▶ **Entries shown**:
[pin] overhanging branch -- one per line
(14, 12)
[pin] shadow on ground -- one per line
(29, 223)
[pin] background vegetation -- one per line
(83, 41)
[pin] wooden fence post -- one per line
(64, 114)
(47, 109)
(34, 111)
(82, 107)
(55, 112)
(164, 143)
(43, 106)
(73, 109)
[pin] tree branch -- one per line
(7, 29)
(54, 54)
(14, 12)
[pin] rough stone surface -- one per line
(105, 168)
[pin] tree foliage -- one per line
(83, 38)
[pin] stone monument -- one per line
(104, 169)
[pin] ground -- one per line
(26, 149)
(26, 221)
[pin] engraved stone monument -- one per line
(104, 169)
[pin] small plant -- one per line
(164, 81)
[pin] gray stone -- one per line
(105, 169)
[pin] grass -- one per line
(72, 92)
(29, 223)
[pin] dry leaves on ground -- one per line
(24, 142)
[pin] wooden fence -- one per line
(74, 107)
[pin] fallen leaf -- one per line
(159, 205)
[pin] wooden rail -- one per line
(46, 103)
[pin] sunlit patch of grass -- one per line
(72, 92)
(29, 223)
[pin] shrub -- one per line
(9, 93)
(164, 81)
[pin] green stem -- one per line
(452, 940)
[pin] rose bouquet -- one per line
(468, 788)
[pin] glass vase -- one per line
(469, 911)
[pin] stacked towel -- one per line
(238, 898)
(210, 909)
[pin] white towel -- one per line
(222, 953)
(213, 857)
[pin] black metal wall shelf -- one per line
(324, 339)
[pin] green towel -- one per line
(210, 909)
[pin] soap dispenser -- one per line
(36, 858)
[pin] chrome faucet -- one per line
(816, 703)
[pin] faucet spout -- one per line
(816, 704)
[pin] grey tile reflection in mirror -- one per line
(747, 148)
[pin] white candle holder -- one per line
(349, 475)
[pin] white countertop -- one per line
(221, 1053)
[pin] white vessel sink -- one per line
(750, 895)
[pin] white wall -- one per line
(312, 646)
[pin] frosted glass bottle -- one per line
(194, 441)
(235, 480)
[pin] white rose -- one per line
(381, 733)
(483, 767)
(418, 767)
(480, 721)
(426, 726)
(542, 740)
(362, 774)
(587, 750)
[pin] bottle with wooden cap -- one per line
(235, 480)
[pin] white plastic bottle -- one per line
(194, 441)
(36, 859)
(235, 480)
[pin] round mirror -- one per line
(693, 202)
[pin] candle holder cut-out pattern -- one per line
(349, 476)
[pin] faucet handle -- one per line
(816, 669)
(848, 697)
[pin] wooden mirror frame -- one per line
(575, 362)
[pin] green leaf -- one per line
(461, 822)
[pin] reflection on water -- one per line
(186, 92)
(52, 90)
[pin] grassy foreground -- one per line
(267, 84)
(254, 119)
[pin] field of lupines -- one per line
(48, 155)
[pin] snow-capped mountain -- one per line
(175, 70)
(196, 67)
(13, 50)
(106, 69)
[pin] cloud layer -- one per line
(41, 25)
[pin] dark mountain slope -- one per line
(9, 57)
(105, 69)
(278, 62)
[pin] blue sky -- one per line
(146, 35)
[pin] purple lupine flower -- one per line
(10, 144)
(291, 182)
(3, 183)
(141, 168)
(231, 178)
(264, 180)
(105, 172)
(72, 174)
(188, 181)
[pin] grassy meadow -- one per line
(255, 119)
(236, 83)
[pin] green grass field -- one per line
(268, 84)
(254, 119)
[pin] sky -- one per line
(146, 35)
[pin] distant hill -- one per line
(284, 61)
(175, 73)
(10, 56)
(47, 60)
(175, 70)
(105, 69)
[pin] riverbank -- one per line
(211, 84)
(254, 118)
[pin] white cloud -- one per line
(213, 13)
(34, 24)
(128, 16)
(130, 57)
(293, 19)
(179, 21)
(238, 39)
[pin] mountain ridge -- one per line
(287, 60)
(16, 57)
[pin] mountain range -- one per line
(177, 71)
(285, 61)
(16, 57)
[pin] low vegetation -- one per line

▶ **Directions for this task**:
Output every record exactly as written, with nothing dropped.

▶ **Response below**:
[pin] overhanging branch -- one per line
(14, 12)
[pin] shadow on ground -- one per line
(29, 223)
[pin] background vegetation -- one per line
(83, 41)
[pin] wooden fence post -- one per line
(64, 114)
(47, 109)
(34, 111)
(82, 107)
(55, 112)
(164, 143)
(43, 106)
(73, 109)
[pin] tree branch -- one per line
(7, 29)
(54, 54)
(14, 12)
[pin] rough stone surface -- one per line
(105, 168)
[pin] tree foliage -- one per line
(83, 38)
[pin] stone monument -- one per line
(104, 169)
[pin] ground -- one per line
(26, 149)
(26, 221)
[pin] engraved stone monument -- one per line
(104, 169)
[pin] small plant -- one per line
(164, 81)
[pin] gray stone -- one per line
(105, 169)
[pin] grass -- one per line
(72, 92)
(29, 223)
[pin] dry leaves on ground -- one per line
(24, 142)
[pin] wooden fence -- one per line
(74, 107)
[pin] fallen leaf -- one per line
(159, 205)
[pin] wooden rail -- one per line
(46, 103)
[pin] sunlit patch of grass -- one per line
(72, 92)
(29, 223)
[pin] shrub -- one per line
(9, 93)
(164, 81)
[pin] green stem -- one per line
(452, 940)
[pin] rose bouquet -- one per line
(468, 788)
[pin] glass vase -- one per line
(469, 911)
[pin] stacked towel -- one per line
(238, 898)
(210, 909)
[pin] white towel -- one per line
(222, 953)
(213, 857)
[pin] black metal wall shelf -- one per line
(324, 339)
[pin] green towel -- one per line
(210, 909)
[pin] soap dispenser -- one per line
(36, 858)
[pin] chrome faucet -- one per line
(816, 703)
[pin] faucet spout -- one per line
(816, 704)
[pin] grey tile reflection in mirror -- one per line
(747, 148)
[pin] white candle holder -- one per line
(349, 475)
[pin] white countertop -- one per line
(221, 1053)
[pin] white vessel sink -- one per line
(750, 895)
[pin] white wall -- one per line
(312, 646)
[pin] frosted glass bottle -- one per line
(194, 441)
(235, 480)
[pin] white rose -- one per line
(381, 733)
(483, 767)
(418, 767)
(480, 721)
(426, 726)
(542, 740)
(362, 774)
(587, 750)
[pin] bottle with wooden cap -- one per line
(235, 480)
[pin] white plastic bottle -- one per line
(194, 441)
(36, 859)
(235, 480)
[pin] round mirror -- one per line
(693, 202)
[pin] candle holder cut-out pattern -- one per line
(349, 476)
[pin] faucet handle -- one per line
(816, 669)
(848, 697)
[pin] wooden mirror frame -- one per line
(575, 362)
[pin] green leaf -- one per line
(461, 822)
[pin] reflection on water -- one per line
(186, 92)
(52, 90)
[pin] grassy foreground -- one per line
(267, 84)
(254, 119)
[pin] field of lupines -- one per line
(48, 155)
[pin] snow-capped mountain -- one per line
(175, 70)
(196, 67)
(13, 50)
(106, 69)
[pin] cloud layer -- one per line
(41, 25)
[pin] dark mountain slope -- one per line
(9, 57)
(105, 69)
(278, 62)
[pin] blue sky -- one per line
(146, 35)
[pin] purple lupine flower -- one per line
(10, 144)
(291, 182)
(3, 183)
(141, 168)
(231, 178)
(264, 180)
(105, 172)
(72, 174)
(188, 181)
[pin] grassy meadow -- one per line
(255, 119)
(236, 83)
[pin] green grass field -- one per line
(268, 84)
(254, 119)
[pin] sky -- one per line
(146, 35)
[pin] distant hill -- one per line
(284, 61)
(175, 73)
(10, 56)
(47, 60)
(175, 70)
(105, 69)
[pin] riverbank -- one per line
(211, 84)
(254, 118)
[pin] white cloud -- one per line
(213, 13)
(34, 24)
(128, 16)
(130, 57)
(293, 19)
(179, 21)
(238, 39)
[pin] mountain ridge -- one per line
(287, 60)
(16, 57)
[pin] mountain range -- one per line
(177, 71)
(285, 61)
(16, 57)
[pin] low vegetation -- one per line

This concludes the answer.